**Dataset records:**
* begin *

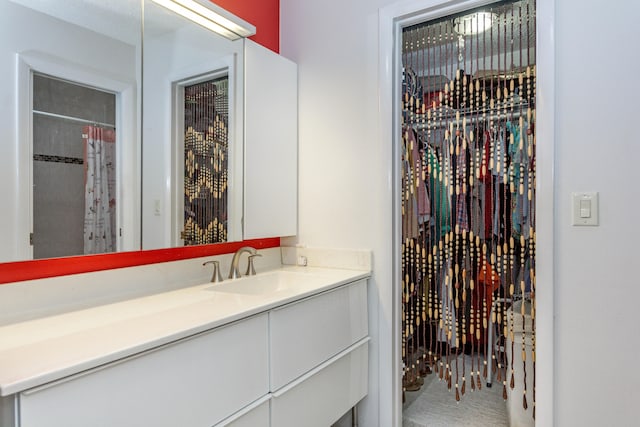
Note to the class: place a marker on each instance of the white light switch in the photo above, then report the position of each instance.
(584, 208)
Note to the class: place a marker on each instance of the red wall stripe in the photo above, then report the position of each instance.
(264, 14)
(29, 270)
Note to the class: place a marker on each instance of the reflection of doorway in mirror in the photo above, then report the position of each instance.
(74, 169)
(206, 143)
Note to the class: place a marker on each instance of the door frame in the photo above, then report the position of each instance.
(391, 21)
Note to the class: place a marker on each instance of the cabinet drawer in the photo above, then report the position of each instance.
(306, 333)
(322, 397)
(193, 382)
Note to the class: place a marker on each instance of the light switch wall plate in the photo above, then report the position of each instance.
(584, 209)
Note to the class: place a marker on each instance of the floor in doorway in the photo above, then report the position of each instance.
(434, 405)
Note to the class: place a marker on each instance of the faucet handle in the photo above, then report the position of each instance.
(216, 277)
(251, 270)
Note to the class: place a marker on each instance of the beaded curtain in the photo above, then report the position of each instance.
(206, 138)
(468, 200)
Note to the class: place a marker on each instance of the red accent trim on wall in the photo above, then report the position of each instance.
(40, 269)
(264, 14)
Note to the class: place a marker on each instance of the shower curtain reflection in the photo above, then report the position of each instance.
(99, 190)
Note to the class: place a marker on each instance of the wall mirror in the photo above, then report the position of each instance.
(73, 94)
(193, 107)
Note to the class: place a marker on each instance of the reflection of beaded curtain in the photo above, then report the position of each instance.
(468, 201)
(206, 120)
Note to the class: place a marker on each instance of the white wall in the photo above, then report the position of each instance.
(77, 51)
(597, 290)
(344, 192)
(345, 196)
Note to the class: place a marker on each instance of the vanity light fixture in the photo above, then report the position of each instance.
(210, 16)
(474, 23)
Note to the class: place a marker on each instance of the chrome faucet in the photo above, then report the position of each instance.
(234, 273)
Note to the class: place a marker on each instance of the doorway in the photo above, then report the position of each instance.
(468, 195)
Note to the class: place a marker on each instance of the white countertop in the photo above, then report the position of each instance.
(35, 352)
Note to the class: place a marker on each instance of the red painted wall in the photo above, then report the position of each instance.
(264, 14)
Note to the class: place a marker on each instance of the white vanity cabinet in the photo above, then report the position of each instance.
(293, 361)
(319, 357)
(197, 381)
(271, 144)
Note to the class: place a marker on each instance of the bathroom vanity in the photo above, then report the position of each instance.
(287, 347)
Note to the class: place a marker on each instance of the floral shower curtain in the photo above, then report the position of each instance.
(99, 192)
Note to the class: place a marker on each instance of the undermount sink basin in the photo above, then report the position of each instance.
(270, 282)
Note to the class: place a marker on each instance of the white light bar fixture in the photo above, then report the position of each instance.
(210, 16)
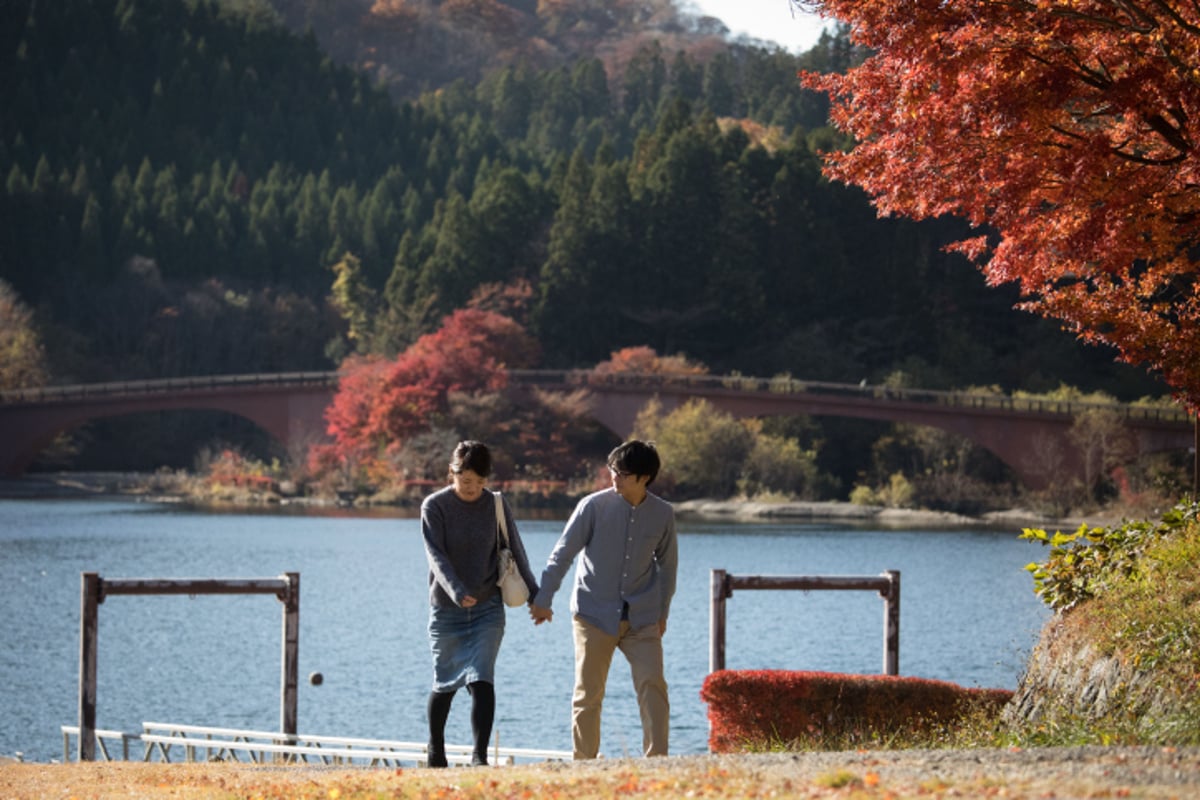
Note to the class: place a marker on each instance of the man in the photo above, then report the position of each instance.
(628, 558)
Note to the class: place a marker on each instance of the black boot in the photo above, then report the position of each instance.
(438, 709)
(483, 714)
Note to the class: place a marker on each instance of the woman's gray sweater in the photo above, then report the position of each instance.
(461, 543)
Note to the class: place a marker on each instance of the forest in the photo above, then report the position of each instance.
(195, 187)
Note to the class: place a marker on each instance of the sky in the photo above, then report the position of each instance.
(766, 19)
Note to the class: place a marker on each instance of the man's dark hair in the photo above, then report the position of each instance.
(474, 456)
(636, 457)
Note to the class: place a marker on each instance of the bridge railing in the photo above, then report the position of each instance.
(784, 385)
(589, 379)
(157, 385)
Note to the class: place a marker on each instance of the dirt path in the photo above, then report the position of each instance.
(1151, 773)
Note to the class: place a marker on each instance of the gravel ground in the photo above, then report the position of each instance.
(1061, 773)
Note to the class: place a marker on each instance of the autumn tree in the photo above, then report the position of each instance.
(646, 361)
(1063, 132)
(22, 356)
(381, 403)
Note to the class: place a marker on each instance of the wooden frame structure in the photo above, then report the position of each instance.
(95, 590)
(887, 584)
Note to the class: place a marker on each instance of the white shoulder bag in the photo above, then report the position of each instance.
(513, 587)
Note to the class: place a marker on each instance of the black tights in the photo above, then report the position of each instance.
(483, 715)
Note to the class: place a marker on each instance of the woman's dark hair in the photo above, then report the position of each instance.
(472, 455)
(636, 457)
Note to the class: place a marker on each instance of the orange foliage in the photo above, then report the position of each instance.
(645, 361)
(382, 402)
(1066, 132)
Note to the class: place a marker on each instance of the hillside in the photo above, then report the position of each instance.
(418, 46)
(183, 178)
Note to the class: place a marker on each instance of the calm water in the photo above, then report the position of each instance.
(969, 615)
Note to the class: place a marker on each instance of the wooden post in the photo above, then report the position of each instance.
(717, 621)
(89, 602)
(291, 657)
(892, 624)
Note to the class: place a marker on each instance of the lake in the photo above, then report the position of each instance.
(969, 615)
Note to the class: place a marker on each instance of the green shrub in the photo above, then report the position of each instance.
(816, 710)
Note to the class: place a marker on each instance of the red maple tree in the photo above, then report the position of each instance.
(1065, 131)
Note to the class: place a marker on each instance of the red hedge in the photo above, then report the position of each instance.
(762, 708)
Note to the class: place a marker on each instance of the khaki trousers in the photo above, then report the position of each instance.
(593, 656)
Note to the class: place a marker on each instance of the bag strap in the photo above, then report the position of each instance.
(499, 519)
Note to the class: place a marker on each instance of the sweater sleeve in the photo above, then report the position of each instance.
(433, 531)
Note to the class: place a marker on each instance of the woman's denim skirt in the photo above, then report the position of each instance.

* end *

**Stated problem:** Reproduce the material above word for word, from start to finish, and leave out the pictures.

**Exercise answer:**
Note to the class: place a marker on each instance of the white light switch in the photo above, then report the position of each instance.
(584, 208)
Note to the class: place a marker on each instance of the red wall stripe in the photo above, then report the position of each instance.
(264, 14)
(29, 270)
Note to the class: place a marker on each instance of the reflection of doorway in mirror in the photo above, then report the position of each instance.
(74, 169)
(206, 143)
Note to the class: place a marker on each instance of the door frame in the photo above, then report the position of each instance.
(391, 21)
Note to the class: place a marker on each instance of the cabinet drawer in the photo above, then report the position of each instance.
(306, 333)
(322, 397)
(193, 382)
Note to the class: place a marker on each instance of the light switch wall plate in the photo above, then report the position of each instance.
(584, 209)
Note to the class: place a marker on each instance of the floor in doorway in the photo above, then report the position of each instance.
(434, 405)
Note to the class: place a marker on each instance of the faucet handle in the photo above, then report the position of each instance.
(216, 277)
(251, 270)
Note to the class: place a marker on each instance of the beaded curtain in the photo above, then report the position of each instance.
(206, 138)
(468, 200)
Note to the class: place a marker on each instance of the red accent trim on wall in the photo above, then report the position of each instance.
(40, 269)
(264, 14)
Note to the class: place a marker on each instance of the shower curtain reflection in the photo above, then report the position of each instance.
(99, 190)
Note to the class: place a marker on each instance of the wall mirror in the photo above, then report the position of each instance.
(73, 94)
(193, 107)
Note to the class: place a marker on each instance of the reflection of beaded curtain in the photo above, then report the position of each instance.
(468, 201)
(206, 120)
Note to the class: place a marker on each instance of the white wall in the photo above, then report the position of each instance.
(77, 51)
(597, 290)
(344, 192)
(345, 196)
Note to the class: place a marker on each instance of the vanity light fixture in the photo above, then report the position of each instance.
(210, 16)
(474, 23)
Note to the class: place a marker on each instance of the chrome faucet in the photo above, then report the position of each instance.
(234, 273)
Note to the class: place a marker on each instance of the doorway in the photo above, then report the position of each instance.
(468, 195)
Note to the class: place a marker on each instance of the white countertop in the photo above, then report the position of each instance.
(35, 352)
Note to the class: place a marker on each instance of the red painted wall in the photo above, then report the position of each instance.
(264, 14)
Note to the class: place a marker on each instance of the white vanity cabinet in the photo above, then report the position of each instance.
(293, 361)
(319, 357)
(197, 381)
(271, 144)
Note to the class: place a marker on each instance of the bathroom vanity in the photo above, then report the position of each instance.
(287, 347)
Note to the class: place a marker on each instance of the floral shower curtain in the photo above, then report the position of each instance.
(99, 192)
Note to the class: place a marker on each instance of the undermount sink basin in the photo above, then report the position of each instance.
(270, 282)
Note to the class: place a marker on each instance of the white light bar fixture in the photo above, then report the position of each instance.
(210, 16)
Note to the class: place a marker on each instance of the man in the photo above, then report the position of each instance.
(628, 558)
Note to the class: place a marker on each instance of the black boot in the photo above, then report the position of each instance.
(438, 709)
(483, 714)
Note to the class: place a marker on each instance of the woman's gray sweater in the photo above, then report the position of each instance.
(461, 543)
Note to the class: place a marker on each instance of the forest in the photo above, then report the position of each instance.
(195, 187)
Note to the class: place a marker on each instance of the sky in the photo above, then report the position of each instance.
(766, 19)
Note to the class: place a marker on each instance of the man's dark hair in the photo above, then report the position of each instance.
(474, 456)
(636, 457)
Note to the class: place a marker on each instance of the bridge railing in the photo above, then report the position of each instance.
(784, 385)
(589, 379)
(157, 385)
Note to the class: place a marker on each instance of the dirt path in the photo above, then report the position of each instance.
(1151, 773)
Note to the class: place a marker on each instance of the gravel ground in the photo above, then report the position of each instance.
(1061, 773)
Note to the class: place a marker on each instance of the autumn tree in the photo above, then report the position of each instance.
(646, 361)
(1063, 132)
(22, 356)
(381, 403)
Note to the class: place a marker on each instance of the wooden frame structure in the photo above, then report the position of each instance.
(95, 590)
(887, 584)
Note to the class: place a marker on each instance of the white shoulder bag in the photo above, then report the position of each instance.
(513, 587)
Note to the class: place a marker on each instance of the black tights in the photo above, then report the position of each instance.
(483, 715)
Note to the class: place a marker on each instance of the woman's dark hair in the photo above, then report the position of each instance.
(472, 455)
(636, 457)
Note to the class: place a marker on each instance of the orange foliage in the photo above, then report the position of each instance.
(645, 361)
(382, 402)
(1066, 132)
Note to the class: place a marker on each instance of the hillside in the photo above, then report the position of each instance.
(418, 46)
(183, 178)
Note to the class: place a marker on each instance of the calm water in the photo above, then report the position of each instance.
(969, 615)
Note to the class: place a marker on each instance of the wooden post in the photo above, then report the position of each instance.
(717, 621)
(89, 602)
(291, 657)
(892, 624)
Note to the class: place a marker on each instance of the lake in the photo above, then report the position of each instance.
(969, 615)
Note to the class: place a marker on each instance of the green shrub in the photo above, then report the position of each instance.
(816, 710)
Note to the class: place a marker on each instance of the red maple tree in the photo above, then report the position of each instance.
(1065, 131)
Note to the class: place a marker on each instance of the red hedge in the photo above, then report the position of each instance.
(762, 708)
Note to the class: place a marker on each instance of the khaki trousers in the photo above, then report the position of each instance.
(593, 656)
Note to the class: place a marker on each instance of the bag strap in the photo above, then report the position of each instance.
(499, 519)
Note to the class: place a marker on each instance of the sweater sleeve in the photo above, then report the position of each instance.
(433, 531)
Note to the class: place a marker on each instance of the woman's denim skirt in the photo above, then report the position of each instance.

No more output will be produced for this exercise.